* BEGIN Text provided *
Bunnings owner Wesfarmers hits out at anti-profit rhetoric; Woolworths rails at retail inquiries
The nation’s two largest retailers have pushed back against official probes, with Wesfarmers chair Michael Chaney hitting out at the anti-profit rhetoric levelled against some of Australia’s biggest companies.
The nation’s two largest retailers have pushed back against official probes with the Wesfarmers chairman complaining that “profit seems to be a dirty word” while Woolworths denounced escalating regulation.
Wesfarmers, the owner of Bunnings and Kmart, hit out at the anti-profit rhetoric levelled against some of Australia’s biggest companies.
“Now for some external parties, profit seems to be a dirty word, but it is important to understand how profitable businesses are essential to our economy and future prosperity,” Wesfarmers chairman Michael Chaney told shareholders at its annual general meeting.
“For one thing, companies have to be profitable in order to continue to operate – to do everything I just listed, like employing people, sourcing products and services from suppliers, providing customers what they need and supporting their communities.”
Woolworths is facing a string of public inquiries into the supermarkets from governments and regulators as well as a Federal Court case launched by the Australian Competition & Consumer Commission over alleged ‘‘fake discounts’’.
Chairman Scott Perkins conceded Woolworths wasn’t perfect but said many shareholders were “frustrated” about the “relative merits” of some of these inquiries.
“I am sure we will learn things from some of these inquiries,” he said.
He also rejected the ACCC allegation that Woolworths’s discounting campaigns were misleading.
* END Text provided *
* BEGIN Excerpted records *
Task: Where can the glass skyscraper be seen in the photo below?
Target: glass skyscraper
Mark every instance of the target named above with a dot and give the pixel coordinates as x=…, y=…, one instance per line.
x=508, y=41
* END Excerpted records *
* BEGIN Excerpted records *
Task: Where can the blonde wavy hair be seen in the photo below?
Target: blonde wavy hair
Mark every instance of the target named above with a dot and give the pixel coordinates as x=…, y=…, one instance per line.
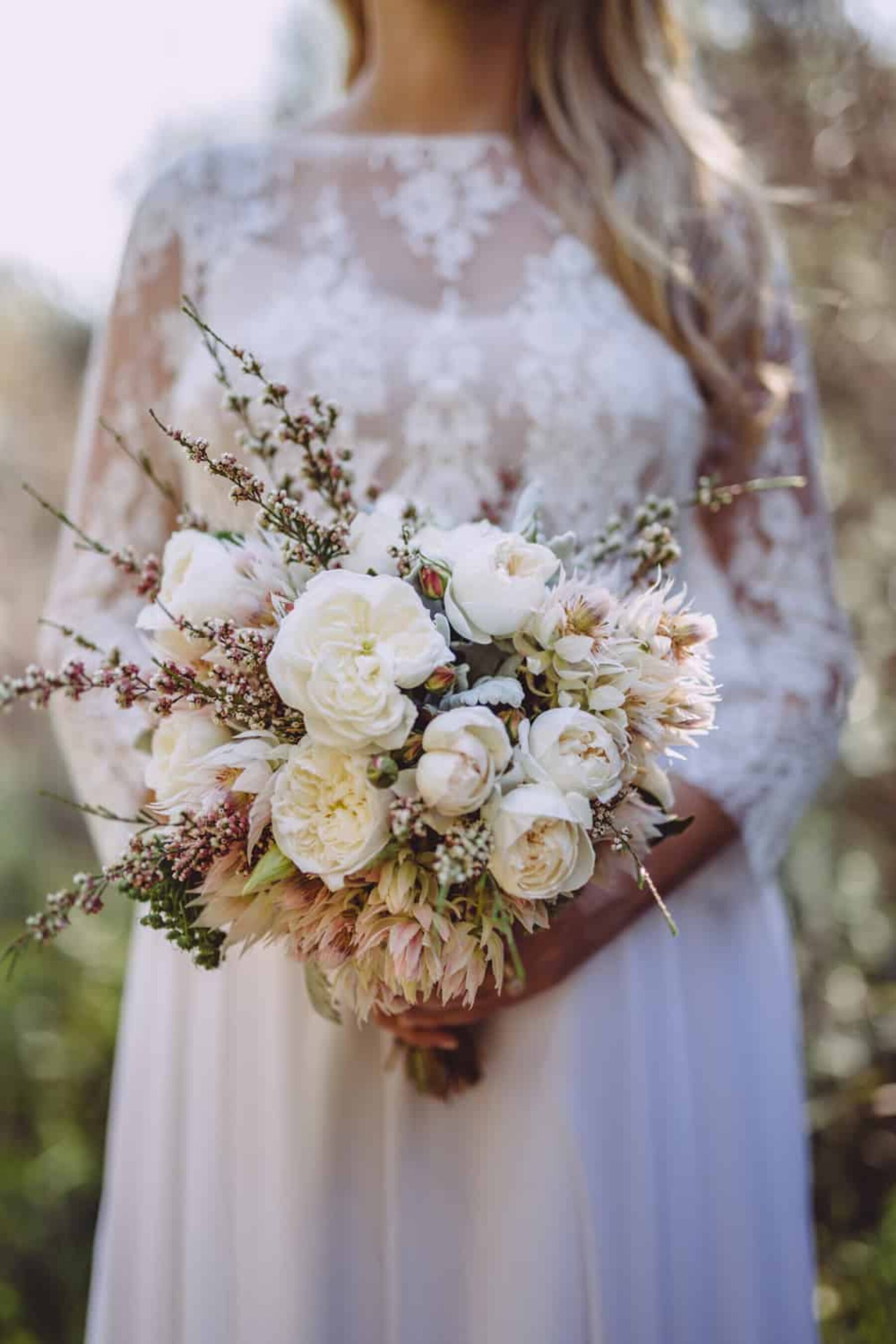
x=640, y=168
* END Excerpted records *
* BEGIN Excerpted records *
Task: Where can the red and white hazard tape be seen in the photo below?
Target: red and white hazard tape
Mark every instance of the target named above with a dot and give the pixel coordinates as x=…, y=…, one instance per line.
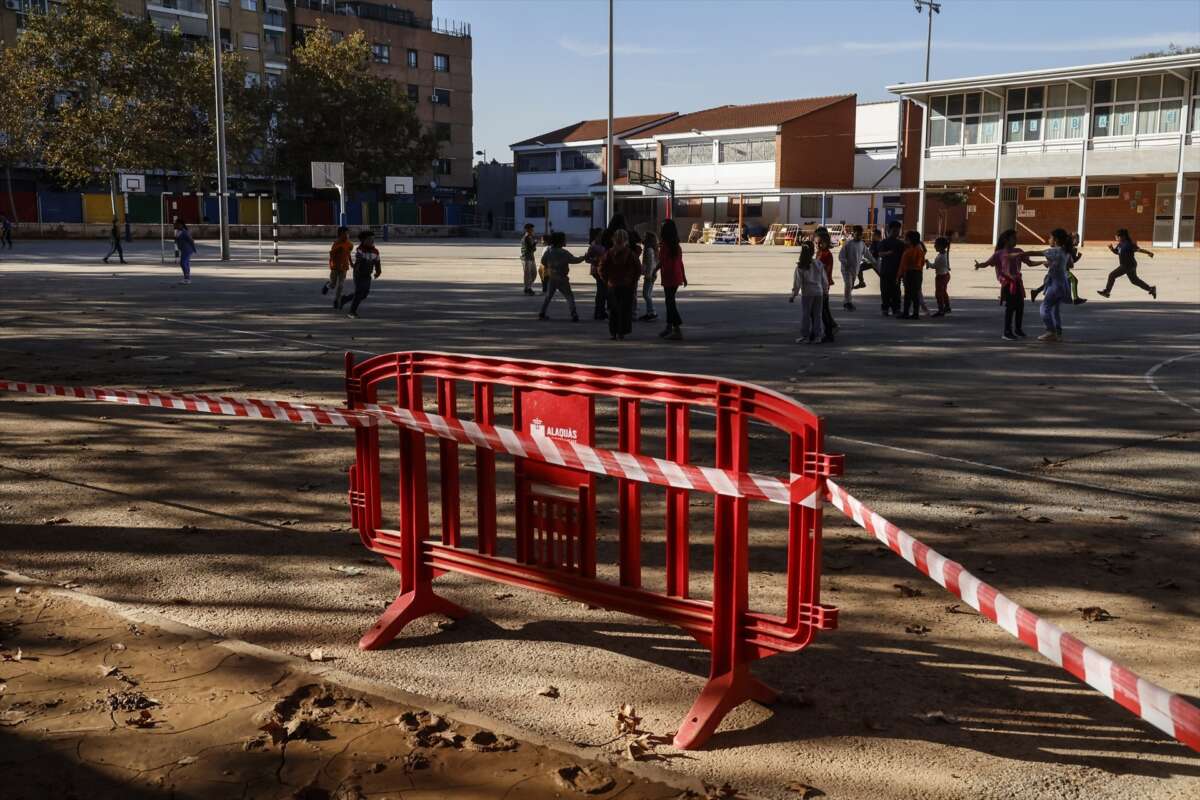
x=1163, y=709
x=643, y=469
* END Excerpted records *
In the article on retailers pushing back against official probes, which two businesses does Wesfarmers own?

Final result:
Bunnings and Kmart.